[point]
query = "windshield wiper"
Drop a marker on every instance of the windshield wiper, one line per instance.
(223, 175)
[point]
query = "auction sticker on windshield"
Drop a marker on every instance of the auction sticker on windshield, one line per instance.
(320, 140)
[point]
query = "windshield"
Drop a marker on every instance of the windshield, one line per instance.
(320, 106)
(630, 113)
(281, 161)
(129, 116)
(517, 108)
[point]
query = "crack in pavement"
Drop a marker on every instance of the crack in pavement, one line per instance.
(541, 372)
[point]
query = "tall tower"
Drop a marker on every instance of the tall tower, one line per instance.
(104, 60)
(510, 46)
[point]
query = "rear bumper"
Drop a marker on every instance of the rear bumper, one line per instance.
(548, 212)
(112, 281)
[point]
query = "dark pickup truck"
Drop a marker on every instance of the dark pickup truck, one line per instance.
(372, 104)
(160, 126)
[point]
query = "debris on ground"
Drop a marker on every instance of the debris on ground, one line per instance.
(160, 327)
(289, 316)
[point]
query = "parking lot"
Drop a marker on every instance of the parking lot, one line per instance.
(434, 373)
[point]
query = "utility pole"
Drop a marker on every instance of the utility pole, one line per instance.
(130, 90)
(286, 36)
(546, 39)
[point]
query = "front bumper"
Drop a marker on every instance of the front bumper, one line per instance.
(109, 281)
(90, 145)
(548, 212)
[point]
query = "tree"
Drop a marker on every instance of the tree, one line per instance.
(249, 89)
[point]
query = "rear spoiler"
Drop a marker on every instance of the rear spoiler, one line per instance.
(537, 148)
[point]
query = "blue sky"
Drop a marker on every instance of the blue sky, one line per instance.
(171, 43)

- Task description -
Rewrite all the items above, substituting "pin" for every occurrence of "marker" and leaving everything else unchanged.

- Output below -
[point]
query = "windshield wiper"
Drop a pin on every instance of the windshield wiper, one line per instance.
(223, 175)
[point]
query = "auction sticker on windshield"
Drop a pin on every instance of the auction sticker on windshield, one line per instance.
(320, 140)
[point]
query = "windshield"
Drop a pin on every instance of the windshield, one line per instance.
(320, 106)
(630, 113)
(281, 161)
(129, 116)
(517, 108)
[point]
query = "crack in pavement"
Drop a pin on every instance of the crack in pavement, one line per instance.
(541, 372)
[point]
query = "tall tower"
Drop a pin on every instance of the tall tower, one line per instance.
(104, 60)
(510, 46)
[point]
query = "rear bumper"
Drop a pin on every instance of the rear bumper, one line per instance.
(548, 212)
(112, 281)
[point]
query = "dark pickup truck"
Drop a pin on every instance of the dark pickup truck, one line per instance.
(372, 104)
(160, 126)
[point]
query = "debris on ground"
Drop a pin on every instance of the debris on ground, one line per instance.
(160, 327)
(289, 316)
[point]
query = "parking lot"
Drop a pin on every instance of the parking lot, one line per instance.
(434, 373)
[point]
query = "utility pole"
Drop a pin on every instance of the utility pole, one line per instance.
(130, 90)
(286, 36)
(546, 39)
[point]
query = "front bumper"
Drop a pin on every instance of the front bumper, one line per instance.
(109, 281)
(90, 145)
(548, 212)
[point]
query = "tree"
Drop a pin on every instance of the tree, one line per instance.
(249, 89)
[point]
query = "rear spoiler"
Drop a pin on every instance of the rear spoiler, one line per instance.
(537, 148)
[point]
query = "blue sky"
Drop a pin on every instance of the blue sky, one line per instance.
(171, 43)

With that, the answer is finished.